*** Opening Available data ***

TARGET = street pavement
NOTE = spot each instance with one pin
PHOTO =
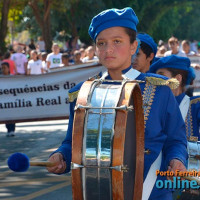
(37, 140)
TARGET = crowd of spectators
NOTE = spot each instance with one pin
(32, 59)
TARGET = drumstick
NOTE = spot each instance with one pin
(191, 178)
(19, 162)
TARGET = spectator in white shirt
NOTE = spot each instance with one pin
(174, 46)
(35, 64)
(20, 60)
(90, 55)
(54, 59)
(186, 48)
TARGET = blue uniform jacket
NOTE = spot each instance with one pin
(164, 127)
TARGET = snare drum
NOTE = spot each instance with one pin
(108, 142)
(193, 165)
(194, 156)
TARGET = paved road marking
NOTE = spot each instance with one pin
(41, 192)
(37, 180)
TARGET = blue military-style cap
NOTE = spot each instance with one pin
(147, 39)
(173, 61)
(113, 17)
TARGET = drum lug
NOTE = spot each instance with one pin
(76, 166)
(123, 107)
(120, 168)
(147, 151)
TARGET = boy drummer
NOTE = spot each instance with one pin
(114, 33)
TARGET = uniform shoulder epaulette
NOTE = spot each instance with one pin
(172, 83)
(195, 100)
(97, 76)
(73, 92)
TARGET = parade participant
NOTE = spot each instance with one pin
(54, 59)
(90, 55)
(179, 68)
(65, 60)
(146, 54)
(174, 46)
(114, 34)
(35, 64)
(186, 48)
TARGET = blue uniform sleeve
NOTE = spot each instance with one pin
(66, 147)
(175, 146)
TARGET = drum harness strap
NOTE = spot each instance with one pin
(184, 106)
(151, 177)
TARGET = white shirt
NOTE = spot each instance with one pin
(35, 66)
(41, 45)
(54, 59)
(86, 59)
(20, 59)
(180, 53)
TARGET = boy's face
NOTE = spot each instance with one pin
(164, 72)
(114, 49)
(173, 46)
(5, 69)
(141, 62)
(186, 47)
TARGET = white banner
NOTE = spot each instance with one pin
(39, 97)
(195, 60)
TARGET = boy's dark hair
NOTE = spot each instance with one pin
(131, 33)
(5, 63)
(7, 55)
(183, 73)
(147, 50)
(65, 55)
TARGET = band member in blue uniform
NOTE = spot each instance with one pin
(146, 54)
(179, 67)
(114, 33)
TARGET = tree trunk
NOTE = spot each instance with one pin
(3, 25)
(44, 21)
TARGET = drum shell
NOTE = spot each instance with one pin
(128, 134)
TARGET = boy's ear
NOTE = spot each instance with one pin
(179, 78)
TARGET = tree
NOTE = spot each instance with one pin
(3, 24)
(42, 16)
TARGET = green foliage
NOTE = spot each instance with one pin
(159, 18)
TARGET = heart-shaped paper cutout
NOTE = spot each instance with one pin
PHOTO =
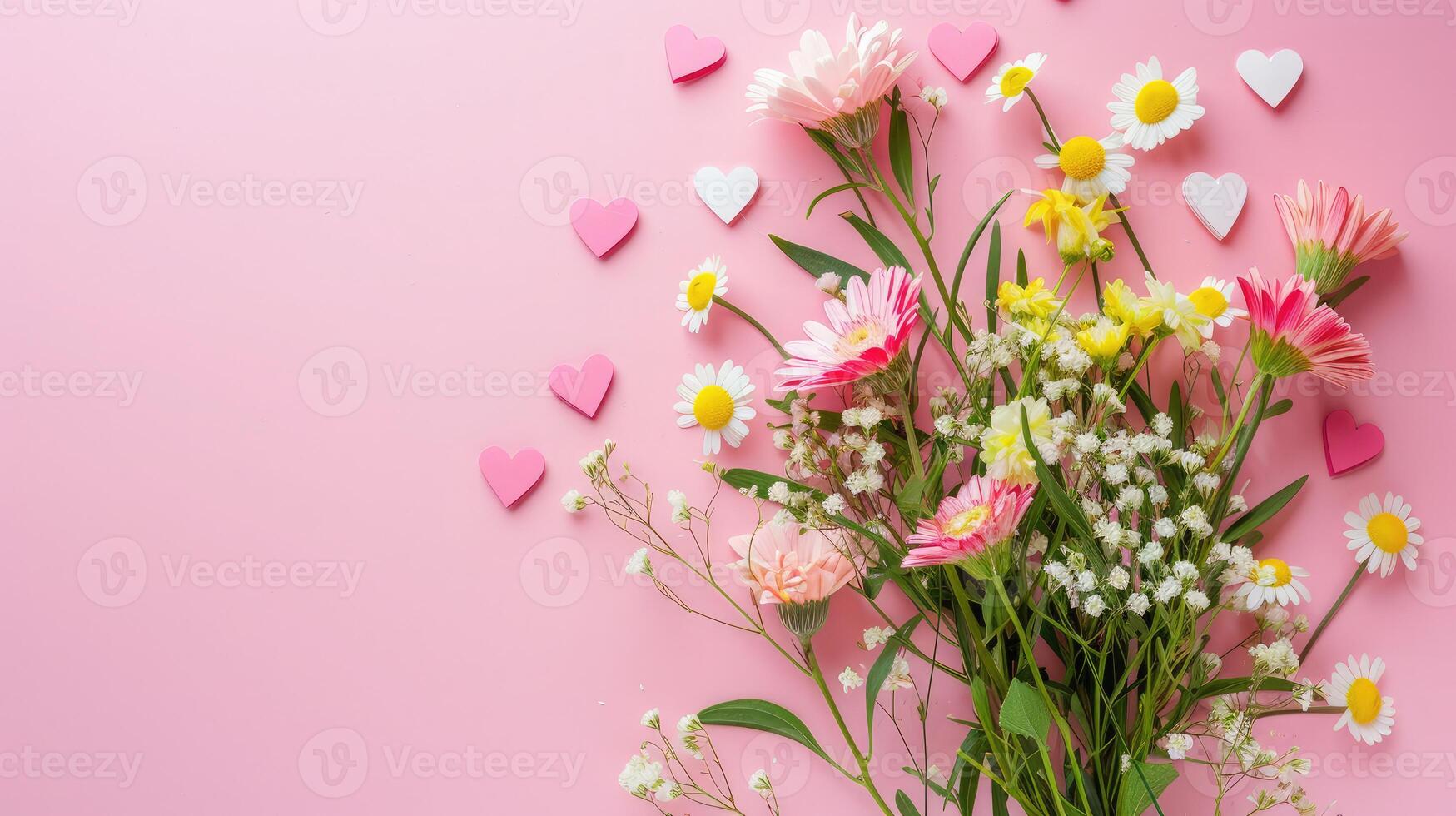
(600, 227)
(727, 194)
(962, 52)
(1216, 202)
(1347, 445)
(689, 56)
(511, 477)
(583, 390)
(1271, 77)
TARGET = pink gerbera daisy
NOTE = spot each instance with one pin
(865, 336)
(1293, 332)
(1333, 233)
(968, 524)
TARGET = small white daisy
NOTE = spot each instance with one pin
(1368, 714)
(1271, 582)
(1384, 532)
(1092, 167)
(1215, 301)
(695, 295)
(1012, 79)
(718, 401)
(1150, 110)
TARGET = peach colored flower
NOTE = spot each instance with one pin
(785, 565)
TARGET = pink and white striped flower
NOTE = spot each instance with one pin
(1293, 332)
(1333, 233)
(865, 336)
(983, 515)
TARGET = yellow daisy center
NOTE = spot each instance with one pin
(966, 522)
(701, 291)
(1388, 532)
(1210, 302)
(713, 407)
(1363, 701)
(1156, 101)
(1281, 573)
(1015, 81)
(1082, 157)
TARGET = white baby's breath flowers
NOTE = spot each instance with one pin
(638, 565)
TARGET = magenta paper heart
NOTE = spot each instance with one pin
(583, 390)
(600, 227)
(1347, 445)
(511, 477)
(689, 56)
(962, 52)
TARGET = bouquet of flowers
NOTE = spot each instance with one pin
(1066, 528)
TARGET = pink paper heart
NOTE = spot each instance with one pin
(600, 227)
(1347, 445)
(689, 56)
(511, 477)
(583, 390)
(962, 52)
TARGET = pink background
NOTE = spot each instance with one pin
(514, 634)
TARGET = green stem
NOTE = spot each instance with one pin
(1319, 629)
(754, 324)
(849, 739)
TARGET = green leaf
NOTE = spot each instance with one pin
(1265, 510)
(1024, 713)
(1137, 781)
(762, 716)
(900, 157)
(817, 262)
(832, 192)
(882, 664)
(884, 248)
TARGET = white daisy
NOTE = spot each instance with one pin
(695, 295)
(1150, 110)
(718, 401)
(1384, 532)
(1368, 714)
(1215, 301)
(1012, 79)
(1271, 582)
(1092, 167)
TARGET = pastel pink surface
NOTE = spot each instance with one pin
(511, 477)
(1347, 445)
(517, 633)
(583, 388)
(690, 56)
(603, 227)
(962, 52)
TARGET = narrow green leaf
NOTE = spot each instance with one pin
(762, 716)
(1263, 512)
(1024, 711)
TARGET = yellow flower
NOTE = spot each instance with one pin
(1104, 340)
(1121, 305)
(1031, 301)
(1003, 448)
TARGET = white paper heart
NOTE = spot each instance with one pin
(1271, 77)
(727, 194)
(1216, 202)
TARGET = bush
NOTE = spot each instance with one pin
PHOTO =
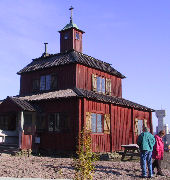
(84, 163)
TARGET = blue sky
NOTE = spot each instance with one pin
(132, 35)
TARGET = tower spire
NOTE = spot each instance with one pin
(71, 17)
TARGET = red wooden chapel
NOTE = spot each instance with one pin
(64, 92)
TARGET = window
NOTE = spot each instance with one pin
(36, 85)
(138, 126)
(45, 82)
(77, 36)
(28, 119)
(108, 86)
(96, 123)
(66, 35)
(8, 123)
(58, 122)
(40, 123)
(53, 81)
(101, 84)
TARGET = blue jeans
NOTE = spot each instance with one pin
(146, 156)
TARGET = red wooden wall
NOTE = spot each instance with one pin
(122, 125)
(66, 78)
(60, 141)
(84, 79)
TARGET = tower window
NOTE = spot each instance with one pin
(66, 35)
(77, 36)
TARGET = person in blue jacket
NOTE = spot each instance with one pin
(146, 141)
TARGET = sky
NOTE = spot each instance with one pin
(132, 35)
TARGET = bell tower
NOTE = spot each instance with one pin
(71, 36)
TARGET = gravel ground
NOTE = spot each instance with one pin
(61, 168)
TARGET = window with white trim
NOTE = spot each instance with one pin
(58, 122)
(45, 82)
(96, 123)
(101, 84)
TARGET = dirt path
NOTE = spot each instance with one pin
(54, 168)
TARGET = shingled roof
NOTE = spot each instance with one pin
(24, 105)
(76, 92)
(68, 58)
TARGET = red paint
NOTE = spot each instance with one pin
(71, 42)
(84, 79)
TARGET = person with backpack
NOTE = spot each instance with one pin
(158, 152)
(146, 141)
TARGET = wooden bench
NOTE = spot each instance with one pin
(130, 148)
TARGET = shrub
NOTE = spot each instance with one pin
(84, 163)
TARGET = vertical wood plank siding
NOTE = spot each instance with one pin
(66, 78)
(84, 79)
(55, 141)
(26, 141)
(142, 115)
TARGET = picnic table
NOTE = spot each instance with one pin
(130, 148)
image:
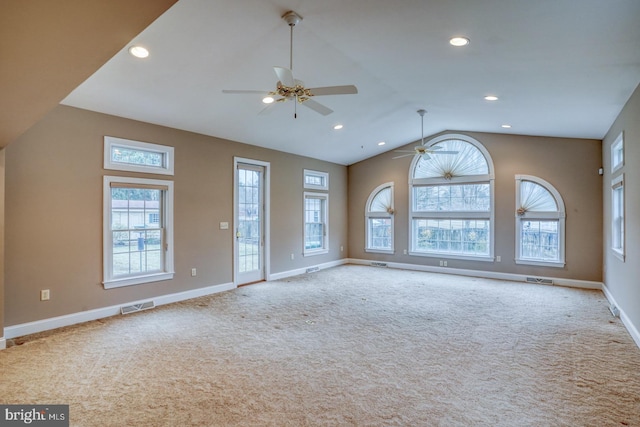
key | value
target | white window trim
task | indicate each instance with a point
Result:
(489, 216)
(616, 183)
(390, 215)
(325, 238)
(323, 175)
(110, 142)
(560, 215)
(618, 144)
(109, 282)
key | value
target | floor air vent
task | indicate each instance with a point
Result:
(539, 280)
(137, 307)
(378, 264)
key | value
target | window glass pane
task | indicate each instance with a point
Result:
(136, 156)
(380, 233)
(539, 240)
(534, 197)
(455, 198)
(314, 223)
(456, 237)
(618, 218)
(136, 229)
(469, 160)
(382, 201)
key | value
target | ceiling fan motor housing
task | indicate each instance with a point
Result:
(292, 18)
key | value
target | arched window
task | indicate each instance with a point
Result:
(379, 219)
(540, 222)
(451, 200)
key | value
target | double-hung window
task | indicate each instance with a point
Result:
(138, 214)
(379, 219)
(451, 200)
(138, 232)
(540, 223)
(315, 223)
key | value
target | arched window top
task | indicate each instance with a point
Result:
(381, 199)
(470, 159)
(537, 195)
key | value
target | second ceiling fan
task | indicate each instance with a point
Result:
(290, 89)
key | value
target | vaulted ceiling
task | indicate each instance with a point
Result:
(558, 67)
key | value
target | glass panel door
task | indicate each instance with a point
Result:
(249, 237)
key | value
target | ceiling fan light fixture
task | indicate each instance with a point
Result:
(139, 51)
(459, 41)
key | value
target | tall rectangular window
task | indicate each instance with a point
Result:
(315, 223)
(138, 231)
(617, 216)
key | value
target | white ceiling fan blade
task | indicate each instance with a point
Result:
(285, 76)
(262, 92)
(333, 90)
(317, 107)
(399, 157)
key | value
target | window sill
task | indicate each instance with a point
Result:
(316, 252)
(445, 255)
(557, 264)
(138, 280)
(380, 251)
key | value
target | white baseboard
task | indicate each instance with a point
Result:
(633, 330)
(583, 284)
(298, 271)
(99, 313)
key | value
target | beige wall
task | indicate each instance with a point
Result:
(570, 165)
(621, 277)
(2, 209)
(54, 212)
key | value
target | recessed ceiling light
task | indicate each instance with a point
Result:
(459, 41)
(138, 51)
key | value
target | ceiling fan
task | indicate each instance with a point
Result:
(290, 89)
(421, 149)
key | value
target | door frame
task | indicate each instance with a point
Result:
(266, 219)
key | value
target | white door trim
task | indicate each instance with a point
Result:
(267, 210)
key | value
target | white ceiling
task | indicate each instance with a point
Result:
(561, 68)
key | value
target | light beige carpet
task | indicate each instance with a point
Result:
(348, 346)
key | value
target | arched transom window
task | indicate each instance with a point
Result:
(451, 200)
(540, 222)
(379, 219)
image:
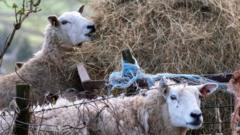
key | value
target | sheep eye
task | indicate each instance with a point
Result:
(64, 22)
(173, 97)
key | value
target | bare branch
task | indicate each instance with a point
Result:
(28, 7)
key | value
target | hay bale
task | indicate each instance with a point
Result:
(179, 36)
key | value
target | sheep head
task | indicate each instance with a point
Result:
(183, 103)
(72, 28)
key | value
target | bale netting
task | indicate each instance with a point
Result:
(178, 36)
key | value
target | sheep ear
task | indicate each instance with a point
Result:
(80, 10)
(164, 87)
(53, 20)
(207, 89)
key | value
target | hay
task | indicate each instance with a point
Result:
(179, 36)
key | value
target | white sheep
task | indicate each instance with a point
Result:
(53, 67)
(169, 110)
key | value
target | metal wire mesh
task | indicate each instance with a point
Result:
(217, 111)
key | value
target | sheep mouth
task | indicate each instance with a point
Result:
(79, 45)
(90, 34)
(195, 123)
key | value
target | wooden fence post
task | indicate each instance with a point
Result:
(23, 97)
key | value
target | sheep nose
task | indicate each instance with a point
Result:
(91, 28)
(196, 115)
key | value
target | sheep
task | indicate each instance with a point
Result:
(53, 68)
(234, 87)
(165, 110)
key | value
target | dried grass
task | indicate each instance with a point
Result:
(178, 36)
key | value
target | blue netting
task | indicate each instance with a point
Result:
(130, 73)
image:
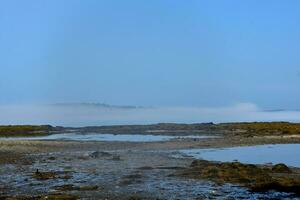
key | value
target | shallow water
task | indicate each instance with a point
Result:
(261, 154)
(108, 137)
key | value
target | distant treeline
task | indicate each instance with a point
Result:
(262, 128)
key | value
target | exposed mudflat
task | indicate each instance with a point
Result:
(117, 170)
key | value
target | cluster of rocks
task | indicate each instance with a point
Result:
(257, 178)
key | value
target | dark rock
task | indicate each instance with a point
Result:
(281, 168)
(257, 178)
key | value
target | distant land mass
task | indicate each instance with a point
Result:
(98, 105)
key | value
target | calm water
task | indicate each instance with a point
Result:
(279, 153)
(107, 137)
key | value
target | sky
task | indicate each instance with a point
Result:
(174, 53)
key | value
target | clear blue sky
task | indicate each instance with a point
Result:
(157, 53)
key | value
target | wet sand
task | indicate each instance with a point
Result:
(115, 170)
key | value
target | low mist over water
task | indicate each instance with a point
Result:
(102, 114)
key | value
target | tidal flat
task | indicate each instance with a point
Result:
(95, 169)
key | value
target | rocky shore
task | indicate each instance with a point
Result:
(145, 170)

*** Closing Available data ***

Assigned task: Scan the material for lines with the word "dark", and copy each line you find.

Finished task:
TARGET = boy's dark hair
target | dark rock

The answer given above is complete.